### What this task involves
Could you continue the piece on nurse shift differential pay, picking up right after its final sentence?

### Excerpt provided

_ _ _ _ _ _ _

If you've ever looked at a night-shift nurse's paycheck next to a day-shift nurse's and wondered why they're different for the same job — the answer is shift differential. It's one of the most misunderstood lines on a nurse's pay, and once you understand it, you can make smarter choices about which shifts to work and which to pick up.
What is a shift differential?
A shift differential is extra pay your employer adds for working less-desirable hours — nights, weekends, and sometimes holidays or charge duty. It's the hospital's way of making hard-to-staff shifts worth taking. It is not overtime, and it's not a bonus. It's a permanent add-on to your rate for those specific hours.
There are two common ways it's calculated:
Flat dollar amount per hour. The most common in nursing. For example, "+$5.00/hour for nights." If you make $39/hour base, your night rate becomes $44/hour.
Percentage of base. Some employers add a percentage instead — "+10% for nights." On a $39 base, that's +$3.90/hour, for a $42.90 night rate.
Differential rates vary by employer, region, and shift. Always check your own facility's pay scale — the number on your unit is the only one that matters for your check.
The real math: what a differential adds over a shift
Small per-hour numbers feel trivial until you stretch them across a 12-hour shift and a full year. Using a $39/hour base with a $5/hour night differential:
- Per hour: $39 + $5 = $44
- Per 12-hour shift: $5 × 12 = $60 extra from the differential alone
- Three nights a week: $60 × 3 = $180/week
- Over a year (about 50 weeks): roughly $9,000 in differential pay alone
That's real money — close to the cost of a used car or a serious dent in CRNA-school savings — for working hours you might have worked anyway.

_ _ _ _ _ _ _

### Data extracts
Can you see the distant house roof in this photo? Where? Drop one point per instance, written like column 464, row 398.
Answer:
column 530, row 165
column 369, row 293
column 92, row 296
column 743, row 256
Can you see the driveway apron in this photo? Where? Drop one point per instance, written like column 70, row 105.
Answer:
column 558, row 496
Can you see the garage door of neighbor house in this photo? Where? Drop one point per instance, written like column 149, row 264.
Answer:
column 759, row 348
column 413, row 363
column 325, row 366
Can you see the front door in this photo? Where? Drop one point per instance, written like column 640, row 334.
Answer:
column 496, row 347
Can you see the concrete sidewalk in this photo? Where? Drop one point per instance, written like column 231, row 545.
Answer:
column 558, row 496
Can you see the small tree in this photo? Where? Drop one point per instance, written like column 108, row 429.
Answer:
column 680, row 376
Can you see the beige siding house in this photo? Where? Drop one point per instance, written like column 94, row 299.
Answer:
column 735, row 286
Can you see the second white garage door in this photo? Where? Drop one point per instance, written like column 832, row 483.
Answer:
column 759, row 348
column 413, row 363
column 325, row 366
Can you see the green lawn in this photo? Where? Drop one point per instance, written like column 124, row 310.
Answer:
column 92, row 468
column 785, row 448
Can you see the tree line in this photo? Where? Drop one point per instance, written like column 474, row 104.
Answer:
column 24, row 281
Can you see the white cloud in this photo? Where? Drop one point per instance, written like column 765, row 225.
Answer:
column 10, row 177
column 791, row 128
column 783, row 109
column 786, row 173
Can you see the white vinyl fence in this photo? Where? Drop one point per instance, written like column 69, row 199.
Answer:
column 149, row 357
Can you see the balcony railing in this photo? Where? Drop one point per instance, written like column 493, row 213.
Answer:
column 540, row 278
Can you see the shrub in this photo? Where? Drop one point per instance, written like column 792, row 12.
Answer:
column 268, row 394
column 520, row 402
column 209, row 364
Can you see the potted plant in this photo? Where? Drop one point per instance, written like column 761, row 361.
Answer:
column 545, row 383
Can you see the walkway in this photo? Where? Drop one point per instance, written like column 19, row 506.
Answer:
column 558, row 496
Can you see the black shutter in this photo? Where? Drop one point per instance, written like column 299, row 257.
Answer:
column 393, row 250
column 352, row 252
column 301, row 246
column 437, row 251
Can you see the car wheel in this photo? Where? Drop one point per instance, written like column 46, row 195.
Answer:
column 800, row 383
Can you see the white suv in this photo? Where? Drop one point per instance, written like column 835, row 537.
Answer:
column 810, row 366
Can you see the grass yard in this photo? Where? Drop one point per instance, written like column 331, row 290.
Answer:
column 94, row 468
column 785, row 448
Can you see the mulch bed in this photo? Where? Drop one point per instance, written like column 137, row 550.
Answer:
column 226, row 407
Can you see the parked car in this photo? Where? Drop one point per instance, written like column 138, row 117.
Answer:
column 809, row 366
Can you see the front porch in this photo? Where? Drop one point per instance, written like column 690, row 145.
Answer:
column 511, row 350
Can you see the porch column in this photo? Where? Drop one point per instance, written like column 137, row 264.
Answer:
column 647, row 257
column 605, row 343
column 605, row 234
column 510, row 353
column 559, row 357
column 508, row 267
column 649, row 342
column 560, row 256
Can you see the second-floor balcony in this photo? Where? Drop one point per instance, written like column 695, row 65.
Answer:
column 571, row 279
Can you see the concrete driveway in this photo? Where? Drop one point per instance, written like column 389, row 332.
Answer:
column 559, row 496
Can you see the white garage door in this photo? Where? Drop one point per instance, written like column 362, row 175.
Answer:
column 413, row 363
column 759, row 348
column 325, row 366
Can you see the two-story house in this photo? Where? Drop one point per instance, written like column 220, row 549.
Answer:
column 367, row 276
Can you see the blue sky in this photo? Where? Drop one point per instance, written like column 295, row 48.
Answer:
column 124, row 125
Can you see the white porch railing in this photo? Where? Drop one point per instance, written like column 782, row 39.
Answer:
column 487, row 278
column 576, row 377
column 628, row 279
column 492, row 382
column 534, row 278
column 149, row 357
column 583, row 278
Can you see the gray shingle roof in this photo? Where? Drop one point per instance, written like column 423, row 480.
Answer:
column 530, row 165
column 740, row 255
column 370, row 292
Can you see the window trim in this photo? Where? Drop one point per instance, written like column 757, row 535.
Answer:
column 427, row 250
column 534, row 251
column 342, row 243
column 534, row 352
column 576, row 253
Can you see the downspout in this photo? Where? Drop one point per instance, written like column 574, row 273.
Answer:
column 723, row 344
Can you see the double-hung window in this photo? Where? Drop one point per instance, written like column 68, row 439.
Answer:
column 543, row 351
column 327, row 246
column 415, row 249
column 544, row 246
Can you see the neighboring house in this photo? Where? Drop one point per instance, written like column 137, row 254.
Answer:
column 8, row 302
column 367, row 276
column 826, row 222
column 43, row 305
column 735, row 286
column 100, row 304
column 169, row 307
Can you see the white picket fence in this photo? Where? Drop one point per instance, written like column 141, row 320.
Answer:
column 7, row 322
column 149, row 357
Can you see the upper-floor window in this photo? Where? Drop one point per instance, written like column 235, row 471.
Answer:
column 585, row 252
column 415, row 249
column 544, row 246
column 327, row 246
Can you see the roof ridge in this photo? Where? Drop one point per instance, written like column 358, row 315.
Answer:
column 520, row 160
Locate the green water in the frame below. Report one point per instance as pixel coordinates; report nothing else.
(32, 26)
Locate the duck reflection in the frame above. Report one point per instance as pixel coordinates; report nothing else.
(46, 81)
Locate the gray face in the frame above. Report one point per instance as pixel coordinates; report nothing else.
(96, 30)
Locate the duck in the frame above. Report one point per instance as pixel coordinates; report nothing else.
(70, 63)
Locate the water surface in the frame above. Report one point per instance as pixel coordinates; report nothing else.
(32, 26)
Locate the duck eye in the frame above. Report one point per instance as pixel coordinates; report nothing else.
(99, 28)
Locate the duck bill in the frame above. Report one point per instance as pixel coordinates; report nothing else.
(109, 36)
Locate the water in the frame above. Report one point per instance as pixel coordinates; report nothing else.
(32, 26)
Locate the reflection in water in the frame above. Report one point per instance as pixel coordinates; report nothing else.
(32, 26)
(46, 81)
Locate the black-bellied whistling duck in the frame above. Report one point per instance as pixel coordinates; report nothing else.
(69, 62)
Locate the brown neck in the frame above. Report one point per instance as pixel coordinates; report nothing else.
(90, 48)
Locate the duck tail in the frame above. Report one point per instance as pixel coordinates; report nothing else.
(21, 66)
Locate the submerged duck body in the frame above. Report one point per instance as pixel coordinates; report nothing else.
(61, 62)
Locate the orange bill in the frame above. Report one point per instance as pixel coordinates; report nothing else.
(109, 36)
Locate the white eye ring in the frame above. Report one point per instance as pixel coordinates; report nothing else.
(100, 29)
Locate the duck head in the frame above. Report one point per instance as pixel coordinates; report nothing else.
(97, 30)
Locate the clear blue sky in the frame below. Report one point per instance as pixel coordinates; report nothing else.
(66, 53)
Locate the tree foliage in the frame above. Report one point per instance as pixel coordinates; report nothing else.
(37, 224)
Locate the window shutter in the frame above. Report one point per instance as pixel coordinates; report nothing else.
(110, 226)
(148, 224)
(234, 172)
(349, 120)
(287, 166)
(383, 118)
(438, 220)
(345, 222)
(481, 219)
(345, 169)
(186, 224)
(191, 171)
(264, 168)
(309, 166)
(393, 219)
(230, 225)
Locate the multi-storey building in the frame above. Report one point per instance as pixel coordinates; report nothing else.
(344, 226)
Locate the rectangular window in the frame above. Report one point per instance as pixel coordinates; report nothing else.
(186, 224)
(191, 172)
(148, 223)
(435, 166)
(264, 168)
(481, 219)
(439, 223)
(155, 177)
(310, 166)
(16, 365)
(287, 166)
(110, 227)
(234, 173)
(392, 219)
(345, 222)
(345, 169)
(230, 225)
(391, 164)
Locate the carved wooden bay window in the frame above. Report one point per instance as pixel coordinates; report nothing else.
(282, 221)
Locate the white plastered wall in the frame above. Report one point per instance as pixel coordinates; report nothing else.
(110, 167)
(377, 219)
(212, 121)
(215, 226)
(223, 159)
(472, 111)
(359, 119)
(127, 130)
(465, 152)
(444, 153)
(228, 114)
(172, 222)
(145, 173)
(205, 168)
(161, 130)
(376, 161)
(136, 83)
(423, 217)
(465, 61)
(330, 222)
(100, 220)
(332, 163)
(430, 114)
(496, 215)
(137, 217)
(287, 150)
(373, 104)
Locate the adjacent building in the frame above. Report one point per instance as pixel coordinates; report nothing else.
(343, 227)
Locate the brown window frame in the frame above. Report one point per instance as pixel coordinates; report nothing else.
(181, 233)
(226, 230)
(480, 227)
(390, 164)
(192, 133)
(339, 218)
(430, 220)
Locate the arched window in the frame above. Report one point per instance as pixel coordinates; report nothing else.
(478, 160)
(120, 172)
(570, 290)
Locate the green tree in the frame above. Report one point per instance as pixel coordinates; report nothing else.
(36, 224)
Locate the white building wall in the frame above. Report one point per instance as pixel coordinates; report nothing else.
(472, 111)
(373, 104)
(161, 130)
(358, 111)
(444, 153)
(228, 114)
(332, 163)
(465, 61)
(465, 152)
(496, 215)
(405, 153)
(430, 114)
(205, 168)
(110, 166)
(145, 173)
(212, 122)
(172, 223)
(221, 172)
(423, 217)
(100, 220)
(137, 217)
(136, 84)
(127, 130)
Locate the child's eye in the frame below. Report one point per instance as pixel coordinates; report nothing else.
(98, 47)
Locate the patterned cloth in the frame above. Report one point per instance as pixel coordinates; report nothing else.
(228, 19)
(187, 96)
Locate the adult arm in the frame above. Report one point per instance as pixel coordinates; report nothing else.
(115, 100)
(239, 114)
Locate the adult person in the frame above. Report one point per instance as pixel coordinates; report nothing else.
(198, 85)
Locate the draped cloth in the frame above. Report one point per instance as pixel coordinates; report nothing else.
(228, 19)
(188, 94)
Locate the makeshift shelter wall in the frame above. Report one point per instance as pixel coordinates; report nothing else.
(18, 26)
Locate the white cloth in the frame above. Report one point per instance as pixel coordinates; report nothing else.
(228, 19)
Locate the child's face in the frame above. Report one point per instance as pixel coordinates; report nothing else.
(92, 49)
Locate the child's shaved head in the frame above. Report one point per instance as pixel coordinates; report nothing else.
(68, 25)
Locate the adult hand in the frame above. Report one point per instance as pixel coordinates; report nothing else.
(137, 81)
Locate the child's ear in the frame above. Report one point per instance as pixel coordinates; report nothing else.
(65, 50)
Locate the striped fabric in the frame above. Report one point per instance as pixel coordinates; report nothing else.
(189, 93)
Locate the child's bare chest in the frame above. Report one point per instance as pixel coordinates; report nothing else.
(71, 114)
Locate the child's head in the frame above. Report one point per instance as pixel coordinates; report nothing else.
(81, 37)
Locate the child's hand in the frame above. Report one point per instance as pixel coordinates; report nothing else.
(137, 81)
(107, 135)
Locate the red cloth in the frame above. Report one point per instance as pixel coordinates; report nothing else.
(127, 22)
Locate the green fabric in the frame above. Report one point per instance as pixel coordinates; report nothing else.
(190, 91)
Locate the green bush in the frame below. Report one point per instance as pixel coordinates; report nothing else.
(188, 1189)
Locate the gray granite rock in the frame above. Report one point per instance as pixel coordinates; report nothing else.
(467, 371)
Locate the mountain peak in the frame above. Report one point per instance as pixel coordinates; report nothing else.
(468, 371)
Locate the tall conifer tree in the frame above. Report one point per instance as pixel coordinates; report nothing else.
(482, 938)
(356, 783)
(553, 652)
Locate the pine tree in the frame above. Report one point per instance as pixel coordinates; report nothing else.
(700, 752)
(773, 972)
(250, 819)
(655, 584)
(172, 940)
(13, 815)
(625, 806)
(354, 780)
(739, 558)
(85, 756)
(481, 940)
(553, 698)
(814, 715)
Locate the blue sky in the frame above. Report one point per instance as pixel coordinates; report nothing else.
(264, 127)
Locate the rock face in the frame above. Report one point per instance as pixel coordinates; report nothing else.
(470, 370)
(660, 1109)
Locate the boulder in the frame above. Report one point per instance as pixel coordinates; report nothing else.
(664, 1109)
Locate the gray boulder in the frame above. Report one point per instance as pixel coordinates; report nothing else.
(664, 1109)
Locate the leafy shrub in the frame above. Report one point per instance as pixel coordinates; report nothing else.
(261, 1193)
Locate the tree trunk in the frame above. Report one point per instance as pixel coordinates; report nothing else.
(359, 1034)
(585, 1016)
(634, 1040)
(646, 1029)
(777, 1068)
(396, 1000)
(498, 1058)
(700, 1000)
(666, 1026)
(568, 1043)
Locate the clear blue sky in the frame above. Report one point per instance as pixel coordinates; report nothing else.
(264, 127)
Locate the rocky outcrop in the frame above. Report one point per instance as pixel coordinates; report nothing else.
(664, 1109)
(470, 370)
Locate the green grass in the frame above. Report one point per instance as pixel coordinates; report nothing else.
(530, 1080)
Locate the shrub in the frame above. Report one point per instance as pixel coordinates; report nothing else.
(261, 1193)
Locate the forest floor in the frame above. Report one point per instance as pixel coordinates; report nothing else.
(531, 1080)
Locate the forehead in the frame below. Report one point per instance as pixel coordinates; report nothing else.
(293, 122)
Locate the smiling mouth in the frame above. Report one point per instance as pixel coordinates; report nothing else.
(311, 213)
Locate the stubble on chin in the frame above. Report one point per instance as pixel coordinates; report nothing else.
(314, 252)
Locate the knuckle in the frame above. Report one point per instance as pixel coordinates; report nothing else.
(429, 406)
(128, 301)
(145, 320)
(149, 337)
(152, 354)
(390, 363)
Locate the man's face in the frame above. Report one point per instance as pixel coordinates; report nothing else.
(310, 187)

_ _ _ _ _ _ _

### Answer for this exercise
Stacking matters too. Weekend night shifts often carry both a night differential and a weekend differential. If nights are +$5 and weekends are +$4, a weekend night runs +$9/hour — an extra $108 on a single 12-hour shift before taxes.
Don't forget: differentials can boost overtime too
When you work overtime, your OT rate is often based on your regular rate of pay, which can include certain differentials — not just your raw base. That means a night-shift overtime hour can be worth more than a day-shift overtime hour. The rules on exactly which differentials get rolled into the overtime calculation vary by employer, so confirm how your payroll handles it. If you're weighing whether to grab extra hours, see Is Picking Up an Extra Shift Worth It.
Charge, weekend, and on-call: the other differentials
Nights get the most attention, but they're not the only add-on. Most hospitals layer several differentials, and they stack:
- Weekend differential — extra pay for Saturday and Sunday hours, often a few dollars an hour on top of everything else.
- Charge differential — extra for taking the charge nurse role. Modest per hour, but a resume builder and a step toward leadership pay.
- On-call / call-back pay — a lower hourly rate for being available, with a bump if you actually get called in.
- Holiday pay — frequently 1.5x or a flat premium on designated holidays.
The nurses who quietly out-earn their peers on the same base rate are the ones who understand which differentials stack and deliberately work shifts where they pile up — like a charge nurse on a weekend night.
What about taxes?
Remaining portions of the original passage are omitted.